--- SOURCE INFORMATION Enclosed Below ---

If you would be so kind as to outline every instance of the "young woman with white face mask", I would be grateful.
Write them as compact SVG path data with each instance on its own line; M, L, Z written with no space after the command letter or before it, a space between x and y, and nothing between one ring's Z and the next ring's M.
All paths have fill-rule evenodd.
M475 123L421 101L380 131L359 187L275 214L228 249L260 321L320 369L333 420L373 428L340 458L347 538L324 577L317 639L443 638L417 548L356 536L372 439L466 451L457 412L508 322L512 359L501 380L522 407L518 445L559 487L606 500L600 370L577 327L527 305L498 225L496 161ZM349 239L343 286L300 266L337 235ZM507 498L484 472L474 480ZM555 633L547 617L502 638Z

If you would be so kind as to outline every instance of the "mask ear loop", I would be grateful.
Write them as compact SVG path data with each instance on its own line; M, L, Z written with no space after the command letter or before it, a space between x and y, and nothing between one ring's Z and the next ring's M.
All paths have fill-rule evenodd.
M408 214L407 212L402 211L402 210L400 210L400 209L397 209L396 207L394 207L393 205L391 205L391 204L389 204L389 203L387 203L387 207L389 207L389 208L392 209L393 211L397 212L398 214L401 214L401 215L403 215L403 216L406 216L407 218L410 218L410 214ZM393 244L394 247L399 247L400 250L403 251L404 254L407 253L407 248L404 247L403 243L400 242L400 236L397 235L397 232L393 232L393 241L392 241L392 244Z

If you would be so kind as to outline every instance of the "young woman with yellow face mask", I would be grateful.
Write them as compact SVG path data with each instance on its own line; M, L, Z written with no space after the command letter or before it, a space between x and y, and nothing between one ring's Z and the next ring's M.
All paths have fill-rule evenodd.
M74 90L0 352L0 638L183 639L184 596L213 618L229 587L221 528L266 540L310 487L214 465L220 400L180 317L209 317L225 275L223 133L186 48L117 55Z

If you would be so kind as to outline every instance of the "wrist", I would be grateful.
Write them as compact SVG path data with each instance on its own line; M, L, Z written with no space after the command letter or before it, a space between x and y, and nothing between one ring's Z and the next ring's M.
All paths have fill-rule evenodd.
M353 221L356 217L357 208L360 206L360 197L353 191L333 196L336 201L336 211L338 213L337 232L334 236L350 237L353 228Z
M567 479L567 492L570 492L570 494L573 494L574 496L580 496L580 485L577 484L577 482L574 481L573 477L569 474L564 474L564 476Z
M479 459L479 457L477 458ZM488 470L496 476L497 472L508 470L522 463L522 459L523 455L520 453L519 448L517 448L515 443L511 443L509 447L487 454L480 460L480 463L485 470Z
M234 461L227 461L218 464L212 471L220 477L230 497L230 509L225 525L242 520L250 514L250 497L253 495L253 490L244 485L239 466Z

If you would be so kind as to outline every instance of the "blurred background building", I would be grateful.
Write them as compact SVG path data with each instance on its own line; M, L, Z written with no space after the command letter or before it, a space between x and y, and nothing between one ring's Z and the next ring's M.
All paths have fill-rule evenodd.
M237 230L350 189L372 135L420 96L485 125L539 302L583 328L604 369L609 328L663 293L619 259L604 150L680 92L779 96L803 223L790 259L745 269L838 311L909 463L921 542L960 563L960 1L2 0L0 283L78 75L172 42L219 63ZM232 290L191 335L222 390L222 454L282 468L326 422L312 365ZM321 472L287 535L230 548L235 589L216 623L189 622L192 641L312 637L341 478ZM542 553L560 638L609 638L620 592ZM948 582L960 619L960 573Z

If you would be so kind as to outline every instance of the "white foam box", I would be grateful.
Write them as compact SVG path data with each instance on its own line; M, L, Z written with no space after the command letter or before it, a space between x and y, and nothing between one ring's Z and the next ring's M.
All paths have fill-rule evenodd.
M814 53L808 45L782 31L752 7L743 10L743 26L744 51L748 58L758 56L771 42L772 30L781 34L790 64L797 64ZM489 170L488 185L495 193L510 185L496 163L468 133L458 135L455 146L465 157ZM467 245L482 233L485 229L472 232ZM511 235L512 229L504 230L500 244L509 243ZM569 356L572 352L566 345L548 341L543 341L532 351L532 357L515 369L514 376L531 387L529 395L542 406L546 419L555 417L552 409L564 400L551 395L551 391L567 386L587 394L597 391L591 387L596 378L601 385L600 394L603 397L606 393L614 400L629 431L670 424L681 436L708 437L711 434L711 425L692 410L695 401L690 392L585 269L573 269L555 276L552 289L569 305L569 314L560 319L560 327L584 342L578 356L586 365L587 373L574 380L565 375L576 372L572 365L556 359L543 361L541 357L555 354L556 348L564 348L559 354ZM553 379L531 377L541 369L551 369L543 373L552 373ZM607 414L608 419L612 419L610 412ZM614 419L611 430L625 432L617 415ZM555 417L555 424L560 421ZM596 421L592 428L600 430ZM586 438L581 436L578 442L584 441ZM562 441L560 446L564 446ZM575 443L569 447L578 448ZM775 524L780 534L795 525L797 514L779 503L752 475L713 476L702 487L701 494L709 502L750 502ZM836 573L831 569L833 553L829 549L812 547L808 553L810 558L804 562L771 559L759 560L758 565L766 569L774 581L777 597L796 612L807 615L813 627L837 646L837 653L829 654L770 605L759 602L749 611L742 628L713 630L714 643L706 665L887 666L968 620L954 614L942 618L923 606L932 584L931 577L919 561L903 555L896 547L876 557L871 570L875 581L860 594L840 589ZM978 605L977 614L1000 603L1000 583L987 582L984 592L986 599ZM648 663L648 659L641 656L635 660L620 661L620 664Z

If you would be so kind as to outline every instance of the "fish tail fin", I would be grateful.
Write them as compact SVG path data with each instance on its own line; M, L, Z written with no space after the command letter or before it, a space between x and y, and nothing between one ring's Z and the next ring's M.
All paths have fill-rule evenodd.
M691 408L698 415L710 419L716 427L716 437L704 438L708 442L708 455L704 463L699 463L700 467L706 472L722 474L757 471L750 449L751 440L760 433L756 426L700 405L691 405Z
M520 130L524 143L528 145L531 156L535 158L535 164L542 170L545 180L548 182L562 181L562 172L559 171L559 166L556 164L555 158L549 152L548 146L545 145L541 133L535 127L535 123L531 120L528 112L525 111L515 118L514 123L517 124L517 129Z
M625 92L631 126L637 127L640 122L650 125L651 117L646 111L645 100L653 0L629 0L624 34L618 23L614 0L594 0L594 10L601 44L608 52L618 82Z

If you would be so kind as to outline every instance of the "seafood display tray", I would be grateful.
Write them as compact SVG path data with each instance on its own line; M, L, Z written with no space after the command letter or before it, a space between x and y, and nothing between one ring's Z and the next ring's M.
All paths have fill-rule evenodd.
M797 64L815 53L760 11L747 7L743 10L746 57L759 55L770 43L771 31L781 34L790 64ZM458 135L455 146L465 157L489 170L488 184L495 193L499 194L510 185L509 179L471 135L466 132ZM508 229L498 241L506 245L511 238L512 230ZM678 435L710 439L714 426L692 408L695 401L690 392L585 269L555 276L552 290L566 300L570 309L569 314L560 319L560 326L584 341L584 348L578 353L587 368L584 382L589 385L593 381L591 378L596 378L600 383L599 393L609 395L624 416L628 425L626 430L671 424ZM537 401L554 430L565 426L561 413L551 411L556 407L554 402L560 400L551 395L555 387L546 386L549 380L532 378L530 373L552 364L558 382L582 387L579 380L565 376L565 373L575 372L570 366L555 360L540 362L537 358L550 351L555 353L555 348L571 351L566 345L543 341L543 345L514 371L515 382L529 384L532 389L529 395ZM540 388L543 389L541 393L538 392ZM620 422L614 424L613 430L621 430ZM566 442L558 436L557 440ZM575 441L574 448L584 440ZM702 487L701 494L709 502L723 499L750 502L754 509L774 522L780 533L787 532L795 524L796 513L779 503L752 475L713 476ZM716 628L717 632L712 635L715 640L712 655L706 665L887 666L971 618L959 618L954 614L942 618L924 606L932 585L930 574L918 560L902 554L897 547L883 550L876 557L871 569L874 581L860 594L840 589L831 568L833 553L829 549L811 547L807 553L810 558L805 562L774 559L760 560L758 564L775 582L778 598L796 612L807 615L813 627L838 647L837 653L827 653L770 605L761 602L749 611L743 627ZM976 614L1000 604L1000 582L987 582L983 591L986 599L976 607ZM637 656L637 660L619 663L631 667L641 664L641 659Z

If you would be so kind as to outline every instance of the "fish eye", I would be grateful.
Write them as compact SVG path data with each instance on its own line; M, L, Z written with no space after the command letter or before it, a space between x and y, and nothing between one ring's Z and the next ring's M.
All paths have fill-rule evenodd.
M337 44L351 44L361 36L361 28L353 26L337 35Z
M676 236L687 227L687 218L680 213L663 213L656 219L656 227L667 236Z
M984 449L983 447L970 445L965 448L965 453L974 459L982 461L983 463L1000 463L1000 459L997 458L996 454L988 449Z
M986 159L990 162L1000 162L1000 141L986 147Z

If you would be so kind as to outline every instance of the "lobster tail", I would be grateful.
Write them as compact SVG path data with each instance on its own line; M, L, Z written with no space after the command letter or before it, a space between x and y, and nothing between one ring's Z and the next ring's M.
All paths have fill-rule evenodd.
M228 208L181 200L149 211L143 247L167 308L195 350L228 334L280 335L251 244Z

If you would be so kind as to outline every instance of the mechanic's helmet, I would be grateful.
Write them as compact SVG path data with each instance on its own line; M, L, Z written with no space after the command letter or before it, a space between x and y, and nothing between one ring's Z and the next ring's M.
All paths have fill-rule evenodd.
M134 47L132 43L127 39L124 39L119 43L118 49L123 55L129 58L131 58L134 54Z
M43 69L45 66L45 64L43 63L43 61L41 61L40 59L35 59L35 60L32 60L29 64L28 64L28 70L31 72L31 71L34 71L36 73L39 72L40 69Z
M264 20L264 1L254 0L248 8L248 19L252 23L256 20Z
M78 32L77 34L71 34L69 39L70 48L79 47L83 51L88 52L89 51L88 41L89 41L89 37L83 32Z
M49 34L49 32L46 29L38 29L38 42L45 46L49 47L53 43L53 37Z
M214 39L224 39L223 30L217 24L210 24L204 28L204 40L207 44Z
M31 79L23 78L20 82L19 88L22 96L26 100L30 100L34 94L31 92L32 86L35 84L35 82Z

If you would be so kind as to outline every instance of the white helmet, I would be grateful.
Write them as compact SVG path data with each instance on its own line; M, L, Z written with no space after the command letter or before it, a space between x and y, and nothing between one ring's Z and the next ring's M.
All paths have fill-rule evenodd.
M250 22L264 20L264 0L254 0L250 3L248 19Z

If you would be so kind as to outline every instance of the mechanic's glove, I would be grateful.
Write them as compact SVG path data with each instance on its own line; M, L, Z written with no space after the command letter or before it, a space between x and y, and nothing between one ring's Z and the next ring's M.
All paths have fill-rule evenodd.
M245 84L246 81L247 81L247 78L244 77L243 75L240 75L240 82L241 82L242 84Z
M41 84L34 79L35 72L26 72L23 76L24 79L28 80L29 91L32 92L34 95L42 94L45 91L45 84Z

--- End of Enclosed SOURCE INFORMATION ---

== PROMPT ==
Would you show all lines of the material above that contain the word "mask"?

== ANSWER TO THIS TASK ==
If you would be so kind as to outline every instance of the "young woman with white face mask", I would be grateful.
If you would be so kind as to outline every instance of the "mask ear loop", I would be grateful.
If you would be so kind as to outline every instance of the "young woman with yellow face mask", I would be grateful.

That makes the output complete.